# What needs to be done
Copy each of the following items word for word, line by line.

Dataset items
---

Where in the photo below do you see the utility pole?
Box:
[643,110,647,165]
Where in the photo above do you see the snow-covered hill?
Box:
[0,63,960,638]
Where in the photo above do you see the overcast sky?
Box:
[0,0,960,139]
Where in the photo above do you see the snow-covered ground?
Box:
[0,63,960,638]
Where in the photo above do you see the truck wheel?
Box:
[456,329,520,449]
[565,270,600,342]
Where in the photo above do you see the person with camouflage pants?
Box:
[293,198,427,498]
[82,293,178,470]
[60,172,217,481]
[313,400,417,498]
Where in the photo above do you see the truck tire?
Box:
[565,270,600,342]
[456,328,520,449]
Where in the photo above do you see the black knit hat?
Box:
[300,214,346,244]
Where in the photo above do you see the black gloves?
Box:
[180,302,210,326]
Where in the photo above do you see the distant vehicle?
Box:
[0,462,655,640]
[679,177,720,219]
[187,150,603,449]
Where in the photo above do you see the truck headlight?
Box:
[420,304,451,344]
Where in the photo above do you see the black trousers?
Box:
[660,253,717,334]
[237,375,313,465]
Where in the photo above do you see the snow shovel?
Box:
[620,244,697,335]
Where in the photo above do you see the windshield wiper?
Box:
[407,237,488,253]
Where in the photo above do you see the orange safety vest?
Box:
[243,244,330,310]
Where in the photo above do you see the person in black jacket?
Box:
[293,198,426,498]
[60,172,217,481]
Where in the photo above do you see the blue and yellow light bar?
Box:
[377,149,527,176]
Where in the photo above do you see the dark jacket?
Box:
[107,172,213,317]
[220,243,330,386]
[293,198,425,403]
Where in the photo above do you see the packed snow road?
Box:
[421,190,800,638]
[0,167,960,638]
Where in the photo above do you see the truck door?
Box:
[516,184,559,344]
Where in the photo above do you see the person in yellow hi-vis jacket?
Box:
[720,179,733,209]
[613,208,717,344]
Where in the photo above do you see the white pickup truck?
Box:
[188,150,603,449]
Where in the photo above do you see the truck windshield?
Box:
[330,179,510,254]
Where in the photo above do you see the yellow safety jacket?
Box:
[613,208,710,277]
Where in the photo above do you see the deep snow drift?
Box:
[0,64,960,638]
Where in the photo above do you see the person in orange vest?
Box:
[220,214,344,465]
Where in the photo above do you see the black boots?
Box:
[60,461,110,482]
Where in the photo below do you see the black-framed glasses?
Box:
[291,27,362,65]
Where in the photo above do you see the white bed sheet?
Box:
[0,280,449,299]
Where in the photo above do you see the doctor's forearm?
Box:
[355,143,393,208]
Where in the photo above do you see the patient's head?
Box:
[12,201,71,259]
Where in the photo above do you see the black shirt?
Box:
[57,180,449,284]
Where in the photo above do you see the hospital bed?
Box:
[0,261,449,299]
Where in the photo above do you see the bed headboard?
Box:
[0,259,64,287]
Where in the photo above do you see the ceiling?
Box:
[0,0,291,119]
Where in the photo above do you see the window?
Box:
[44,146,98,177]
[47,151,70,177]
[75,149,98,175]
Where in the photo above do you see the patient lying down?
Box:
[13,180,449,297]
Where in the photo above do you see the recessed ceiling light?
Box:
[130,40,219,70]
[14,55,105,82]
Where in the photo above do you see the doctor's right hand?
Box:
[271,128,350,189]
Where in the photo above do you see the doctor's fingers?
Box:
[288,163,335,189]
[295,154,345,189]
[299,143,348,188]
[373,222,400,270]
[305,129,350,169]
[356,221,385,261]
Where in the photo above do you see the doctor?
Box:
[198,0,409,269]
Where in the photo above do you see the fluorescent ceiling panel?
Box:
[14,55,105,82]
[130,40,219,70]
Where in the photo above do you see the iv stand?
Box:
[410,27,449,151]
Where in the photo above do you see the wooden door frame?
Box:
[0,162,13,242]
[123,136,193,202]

---

# Solution to this exercise
Where in the photo below do you see the utility pole?
Box:
[643,110,647,165]
Where in the photo above do you see the snow-covered hill?
Box:
[0,63,960,638]
Where in the photo above do you see the overcast sky?
Box:
[0,0,960,139]
Where in the photo above do you see the snow-covered ground?
Box:
[0,63,960,638]
Where in the photo above do you see the truck wheel?
Box:
[456,329,520,449]
[565,270,600,342]
Where in the photo above do you see the person with camouflage pants?
Box:
[293,198,427,498]
[82,293,178,470]
[60,172,217,481]
[313,400,417,498]
Where in the photo above do you see the truck tire?
Box:
[565,270,600,342]
[456,328,520,449]
Where in the photo above do you see the black knit hat?
Box:
[300,214,346,244]
Where in the photo above do you see the black gloves?
Box:
[180,302,210,326]
Where in the photo above do you see the distant vehicle?
Box:
[0,462,655,640]
[679,177,720,219]
[187,150,603,449]
Where in the photo above do you see the truck headlight?
Box:
[420,304,451,344]
Where in the photo above do you see the black trousers?
Box:
[660,253,717,334]
[237,375,313,465]
Where in the photo above do you see the snow shovel?
Box:
[620,244,697,335]
Where in the photo above do you see the windshield wiper?
Box:
[407,237,488,253]
Where in the photo above do you see the orange safety vest?
Box:
[243,244,330,310]
Where in the photo above do you see the person in black jacket?
Box:
[293,198,426,498]
[60,172,217,481]
Where in the photo above do you see the blue and yellow light bar?
Box:
[377,149,527,176]
Where in the photo above do you see the dark jacket?
Box:
[107,172,213,317]
[220,243,330,386]
[293,198,425,403]
Where in the photo above do you see the packed snow road?
Box:
[421,190,800,638]
[0,167,960,638]
Where in the photo above do you see the truck door?
Box:
[516,184,559,344]
Where in the photo above do you see the person in yellow hi-vis jacket?
Box:
[720,179,733,209]
[613,208,717,344]
Where in the photo above do you see the white pickup truck?
Box:
[188,150,603,449]
Where in the photo above do you see the truck windshield?
Box:
[330,179,510,254]
Where in the photo above do you see the yellow safety jacket?
Box:
[613,208,710,277]
Where in the photo above do you see the deep snow drift?
Box:
[0,64,960,638]
Where in the photo above do you see the person in orange vest?
Box:
[220,214,344,465]
Where in the photo above do you see the black boots?
Box:
[60,461,110,482]
Where in the photo below do you see the black-framed glasses?
Box:
[291,27,362,65]
Where in the photo above do you see the white bed sheet?
Box:
[0,280,449,299]
Where in the photo above do you see the doctor's forearm?
Box:
[355,143,393,208]
Where in the photo above do you see the patient's head?
Box:
[12,201,71,259]
Where in the photo above do you see the black shirt?
Box:
[57,180,449,284]
Where in the photo above do you see the hospital bed?
Box:
[0,261,449,299]
Where in the photo above do you see the bed headboard?
Box:
[0,259,64,287]
Where in the photo above do you see the ceiling?
Box:
[0,0,291,119]
Where in the photo above do you see the window?
Box:
[44,146,98,177]
[47,151,70,177]
[75,149,98,175]
Where in the photo above do you see the patient lying down?
Box:
[13,180,449,297]
Where in the photo above do you see the recessed ceiling light?
Box:
[130,40,219,70]
[14,55,105,82]
Where in the photo above do you see the doctor's right hand?
Box:
[271,128,350,189]
Where in the photo above do you see the doctor's fingers?
Box:
[288,163,335,189]
[295,154,345,189]
[299,143,348,188]
[373,222,400,270]
[305,129,350,169]
[356,221,385,261]
Where in the photo above do you see the doctor?
Box:
[198,0,409,269]
Where in the photo above do you see the fluorescent ceiling panel?
Box:
[14,55,105,82]
[130,40,219,70]
Where in the photo above do you see the iv stand?
Box:
[410,27,449,151]
Where in the photo above do you see the wooden door frame?
Box:
[0,162,13,242]
[123,136,193,202]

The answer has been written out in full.